SET TASK 1 ::
From the entries below, pull out every line that contains the string "gray".

EXTRACTED TEXT ::
## START

Currently if a new file has the same name as an existing the filename is extended by a number so "myname.png" becomes "myname_1.png", "myname_2.png", "myname_n.png". In a lot of cases users will upload the same file several times. For example if an onlineshop has n different similar products often the same picture is uploaded n times.

Proposal: Add the option on filefield fields to check for duplicates. This would reduce file space usage and speed up loading of websites for viewers. Maybe we could even use MD5 via Javascript to check the file before uploading it?

Additional thoughts: To make things easyer (access rights, searching across several tables) I would propose to only search within the filefields table.

Note: I'm not familiar with the D7 db schema and couldn't check right now, the idea came while working with D6 filefield.

Comments

yched’s picture

Component: field system » file.module

Re-categorizing

pjcdawkins’s picture

This would be useful for my purposes.

IMCE already has the option (under Common settings, at admin/config/media/imce) to replace existing files. I think it's based on the filename only. Only checking the filename would be crazy, it would produce far too many false positives (I can imagine multiple editors uploading different images all named logo_for_website.jpg).

I guess we could check the file hash (MD5, SHA-1, etc.) server-side after upload, and (seamlessly/transparently) just use the existing file if it's identical. We probably shouldn't attempt this at all for private files, but it sounds feasible for public managed files.

It sounds like we could only do it for file fields, not for IMCE etc, because IMCE can have directories reserved for particular users only.

There's already a File Hash module, which claims to save hashes for all managed files. I haven't tried it out.

By the way, the current FileField Sources module goes some way towards reducing duplicates, because it provides a UI for editors to choose existing files (although most can't be bothered in my experience, they just upload again, it's just as quick).

pjcdawkins’s picture

So, there is the existing FILE_EXISTS_REPLACE "replace behaviour" for <a href="http://api.drupal.org/api/drupal/core%21includes%21file.inc/function/file_save_upload/8">file_save_upload()</a> and file_destination(), which is an option alongside FILE_EXISTS_RENAME and FILE_EXISTS_ERROR.

The problem is, FILE_EXISTS_REPLACE checks only the file URI, which is a more or less useless way of checking whether a file already exists. As far as I can see, it even re-uses a file ID without checking whether the old entry points to a file with the same domain (public/private), or whether the current user has view/edit access to that file.

## END

SET TASK 2 ::
Translate this sentence from the forum thread on duplicate file uploads into Spanish: "This would reduce file space usage and speed up loading of websites for viewers."

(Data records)

## START

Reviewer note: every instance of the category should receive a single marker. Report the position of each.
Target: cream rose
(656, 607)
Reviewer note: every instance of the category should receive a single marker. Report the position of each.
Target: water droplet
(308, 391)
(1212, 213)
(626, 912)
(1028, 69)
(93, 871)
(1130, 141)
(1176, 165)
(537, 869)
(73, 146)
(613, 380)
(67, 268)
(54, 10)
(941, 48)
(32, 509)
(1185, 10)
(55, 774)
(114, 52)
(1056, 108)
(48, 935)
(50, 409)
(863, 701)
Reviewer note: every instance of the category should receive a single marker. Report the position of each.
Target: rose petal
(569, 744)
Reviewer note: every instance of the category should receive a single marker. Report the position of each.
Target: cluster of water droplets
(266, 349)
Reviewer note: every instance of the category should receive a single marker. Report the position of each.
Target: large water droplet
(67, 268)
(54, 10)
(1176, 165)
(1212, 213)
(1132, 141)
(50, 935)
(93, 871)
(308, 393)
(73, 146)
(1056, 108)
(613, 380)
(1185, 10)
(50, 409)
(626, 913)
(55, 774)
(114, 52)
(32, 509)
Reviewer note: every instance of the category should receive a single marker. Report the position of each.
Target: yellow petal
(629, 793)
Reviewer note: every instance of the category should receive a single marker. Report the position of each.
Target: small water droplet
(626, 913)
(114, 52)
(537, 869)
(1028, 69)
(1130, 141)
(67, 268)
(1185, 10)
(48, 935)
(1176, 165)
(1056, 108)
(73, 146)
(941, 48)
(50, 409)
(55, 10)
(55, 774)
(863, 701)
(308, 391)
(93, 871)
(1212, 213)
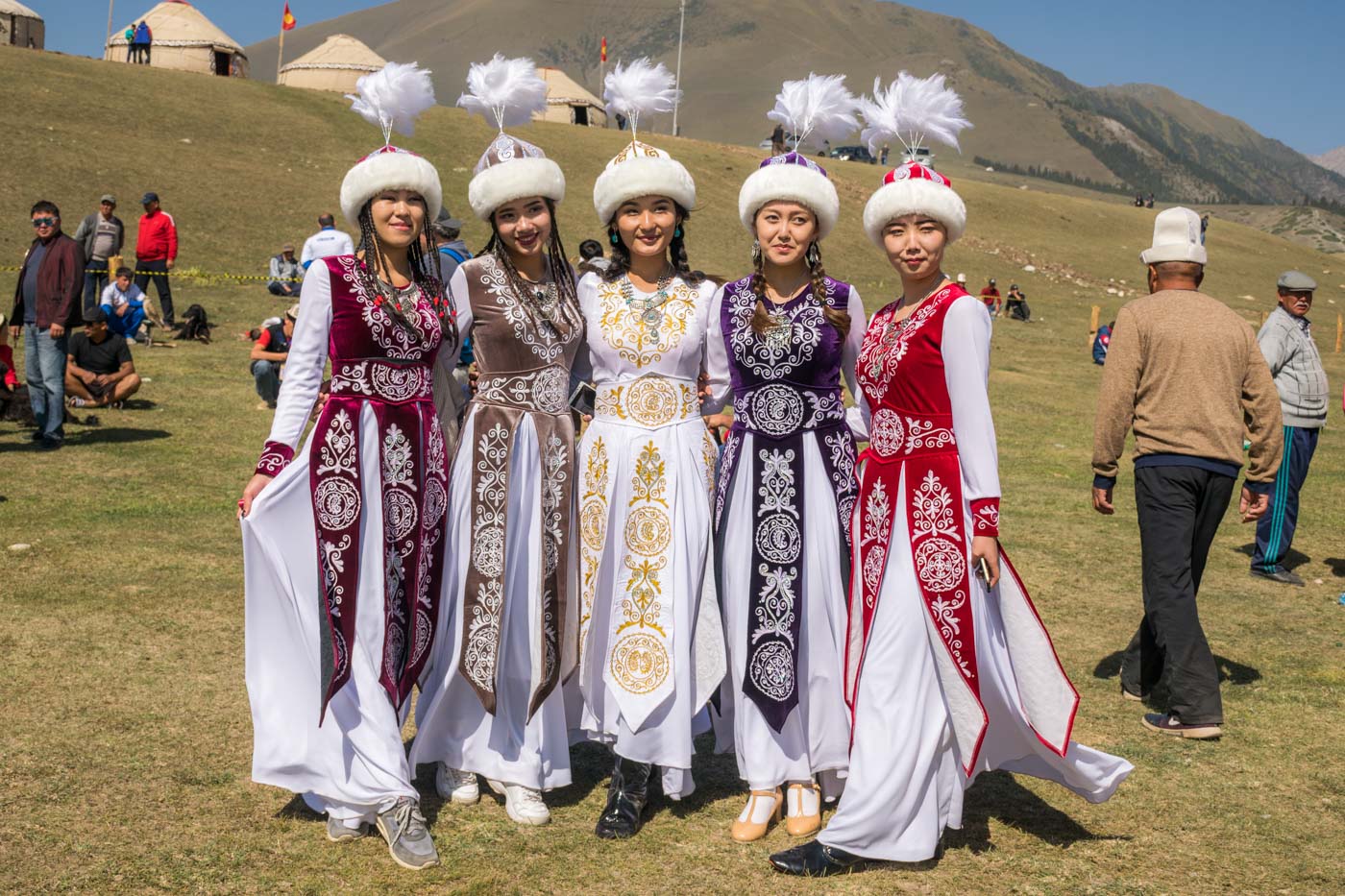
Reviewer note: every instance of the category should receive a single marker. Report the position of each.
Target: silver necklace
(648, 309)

## END
## START

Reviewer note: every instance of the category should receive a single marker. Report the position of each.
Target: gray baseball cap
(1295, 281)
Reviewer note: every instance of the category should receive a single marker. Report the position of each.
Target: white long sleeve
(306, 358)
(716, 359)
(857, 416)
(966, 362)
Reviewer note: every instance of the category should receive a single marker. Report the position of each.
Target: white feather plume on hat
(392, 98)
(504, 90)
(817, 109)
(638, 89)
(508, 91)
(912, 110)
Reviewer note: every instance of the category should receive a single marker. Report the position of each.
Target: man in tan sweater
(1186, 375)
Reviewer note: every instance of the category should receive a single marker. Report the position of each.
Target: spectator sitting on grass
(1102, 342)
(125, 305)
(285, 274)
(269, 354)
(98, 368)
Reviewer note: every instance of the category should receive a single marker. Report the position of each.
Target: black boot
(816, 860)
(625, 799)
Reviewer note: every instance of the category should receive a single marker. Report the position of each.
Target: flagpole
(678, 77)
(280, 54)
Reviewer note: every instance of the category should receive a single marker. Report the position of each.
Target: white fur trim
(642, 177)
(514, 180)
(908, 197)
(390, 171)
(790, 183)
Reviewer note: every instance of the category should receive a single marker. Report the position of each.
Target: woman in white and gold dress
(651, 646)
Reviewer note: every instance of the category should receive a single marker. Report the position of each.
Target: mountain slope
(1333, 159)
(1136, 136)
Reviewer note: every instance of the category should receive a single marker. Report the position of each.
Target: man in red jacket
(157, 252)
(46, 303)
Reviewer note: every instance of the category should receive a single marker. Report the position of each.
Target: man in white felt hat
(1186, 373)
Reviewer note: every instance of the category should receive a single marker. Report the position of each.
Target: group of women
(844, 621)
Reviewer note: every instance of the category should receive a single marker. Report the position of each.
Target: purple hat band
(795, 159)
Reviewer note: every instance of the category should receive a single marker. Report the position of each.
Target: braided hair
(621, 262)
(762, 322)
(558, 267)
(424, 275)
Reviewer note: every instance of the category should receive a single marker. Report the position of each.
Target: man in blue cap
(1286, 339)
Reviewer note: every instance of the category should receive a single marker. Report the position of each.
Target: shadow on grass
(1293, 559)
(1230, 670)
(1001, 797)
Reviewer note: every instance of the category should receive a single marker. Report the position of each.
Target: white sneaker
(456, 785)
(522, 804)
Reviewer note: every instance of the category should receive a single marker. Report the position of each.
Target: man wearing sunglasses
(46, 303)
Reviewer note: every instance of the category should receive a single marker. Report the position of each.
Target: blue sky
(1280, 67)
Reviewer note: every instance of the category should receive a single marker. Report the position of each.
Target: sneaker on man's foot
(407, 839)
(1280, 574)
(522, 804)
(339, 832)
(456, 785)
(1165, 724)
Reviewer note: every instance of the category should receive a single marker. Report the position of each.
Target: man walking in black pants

## END
## START

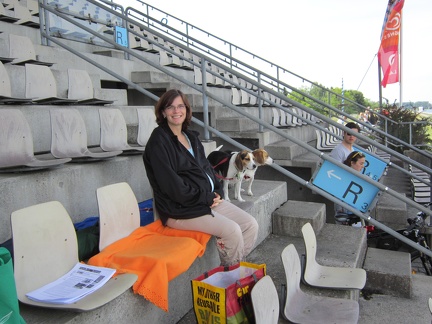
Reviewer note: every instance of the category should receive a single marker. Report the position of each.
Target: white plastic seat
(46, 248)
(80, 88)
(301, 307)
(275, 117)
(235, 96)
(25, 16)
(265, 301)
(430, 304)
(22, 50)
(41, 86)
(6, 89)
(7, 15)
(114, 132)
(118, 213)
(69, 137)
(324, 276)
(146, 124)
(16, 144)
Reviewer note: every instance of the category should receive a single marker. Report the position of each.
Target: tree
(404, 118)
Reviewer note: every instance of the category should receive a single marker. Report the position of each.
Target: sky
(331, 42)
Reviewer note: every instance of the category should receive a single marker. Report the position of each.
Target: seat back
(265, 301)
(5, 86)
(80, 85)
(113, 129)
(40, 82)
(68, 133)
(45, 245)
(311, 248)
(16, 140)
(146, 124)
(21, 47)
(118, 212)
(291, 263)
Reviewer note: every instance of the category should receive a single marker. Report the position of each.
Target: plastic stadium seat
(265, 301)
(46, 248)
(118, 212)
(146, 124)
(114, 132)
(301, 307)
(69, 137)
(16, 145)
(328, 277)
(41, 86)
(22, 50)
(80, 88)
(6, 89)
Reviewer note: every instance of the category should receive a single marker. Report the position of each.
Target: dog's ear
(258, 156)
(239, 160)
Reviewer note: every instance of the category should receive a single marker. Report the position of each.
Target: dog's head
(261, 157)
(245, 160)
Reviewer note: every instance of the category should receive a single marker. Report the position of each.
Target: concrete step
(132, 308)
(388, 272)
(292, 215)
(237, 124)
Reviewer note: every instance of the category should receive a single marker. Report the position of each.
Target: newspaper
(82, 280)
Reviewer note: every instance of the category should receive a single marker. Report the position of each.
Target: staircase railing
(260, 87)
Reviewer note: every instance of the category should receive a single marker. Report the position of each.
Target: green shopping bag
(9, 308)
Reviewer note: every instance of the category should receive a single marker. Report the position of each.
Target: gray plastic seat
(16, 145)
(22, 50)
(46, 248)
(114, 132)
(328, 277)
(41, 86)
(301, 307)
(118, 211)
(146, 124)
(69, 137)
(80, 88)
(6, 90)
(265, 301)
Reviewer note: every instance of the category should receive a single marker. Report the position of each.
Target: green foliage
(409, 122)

## END

WRITTEN RESPONSE 1 ::
Target: gray baseball cap
Target: gray plastic seat

WRITTEN RESPONSE 2 ::
Esto reduciría el uso de espacio de archivos y aceleraría la carga de los sitios web para los visitantes.